*PROVIDED DATA*.

┄┄┄┄┄┄┄┄┄┄

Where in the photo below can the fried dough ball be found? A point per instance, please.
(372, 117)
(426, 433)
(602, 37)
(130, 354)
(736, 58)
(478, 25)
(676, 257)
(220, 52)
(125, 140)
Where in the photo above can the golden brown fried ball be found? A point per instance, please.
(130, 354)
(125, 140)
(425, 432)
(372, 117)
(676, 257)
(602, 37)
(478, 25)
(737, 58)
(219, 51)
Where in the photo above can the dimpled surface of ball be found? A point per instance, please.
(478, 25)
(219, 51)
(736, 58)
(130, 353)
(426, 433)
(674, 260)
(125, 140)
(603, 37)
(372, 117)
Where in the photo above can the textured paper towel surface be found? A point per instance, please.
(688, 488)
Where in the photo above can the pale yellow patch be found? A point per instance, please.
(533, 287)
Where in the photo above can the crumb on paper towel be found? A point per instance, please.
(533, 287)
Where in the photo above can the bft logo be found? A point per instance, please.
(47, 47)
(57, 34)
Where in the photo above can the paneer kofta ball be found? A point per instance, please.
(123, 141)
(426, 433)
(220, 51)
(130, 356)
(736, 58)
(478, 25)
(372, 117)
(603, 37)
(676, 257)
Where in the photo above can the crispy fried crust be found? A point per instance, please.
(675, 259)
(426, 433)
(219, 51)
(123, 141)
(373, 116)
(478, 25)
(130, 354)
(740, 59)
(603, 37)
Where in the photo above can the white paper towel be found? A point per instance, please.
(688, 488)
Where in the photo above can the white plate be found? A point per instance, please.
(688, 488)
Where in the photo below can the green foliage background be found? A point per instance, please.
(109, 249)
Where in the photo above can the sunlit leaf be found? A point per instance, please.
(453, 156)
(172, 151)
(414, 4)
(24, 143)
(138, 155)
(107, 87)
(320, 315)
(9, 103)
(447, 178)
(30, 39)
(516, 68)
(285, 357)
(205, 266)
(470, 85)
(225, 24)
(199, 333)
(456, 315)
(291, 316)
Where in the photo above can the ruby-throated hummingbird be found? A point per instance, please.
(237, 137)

┄┄┄┄┄┄┄┄┄┄

Rewrite the material as a Markdown table with the columns Row and Line, starting with the line that contains "Where in the photo above can the sunlit" and going on through the end of the material. Number each line in order and leave out any blank lines.

| Row | Line |
|---|---|
| 1 | Where in the photo above can the sunlit leaf be found? A point per instance, please. |
| 2 | (453, 156) |
| 3 | (172, 151) |
| 4 | (414, 4) |
| 5 | (24, 143) |
| 6 | (138, 155) |
| 7 | (107, 87) |
| 8 | (320, 315) |
| 9 | (9, 103) |
| 10 | (447, 178) |
| 11 | (30, 39) |
| 12 | (516, 68) |
| 13 | (285, 357) |
| 14 | (205, 266) |
| 15 | (470, 85) |
| 16 | (225, 24) |
| 17 | (199, 333) |
| 18 | (456, 315) |
| 19 | (291, 316) |
| 20 | Where in the photo above can the ruby-throated hummingbird be found? A point per instance, please. |
| 21 | (237, 137) |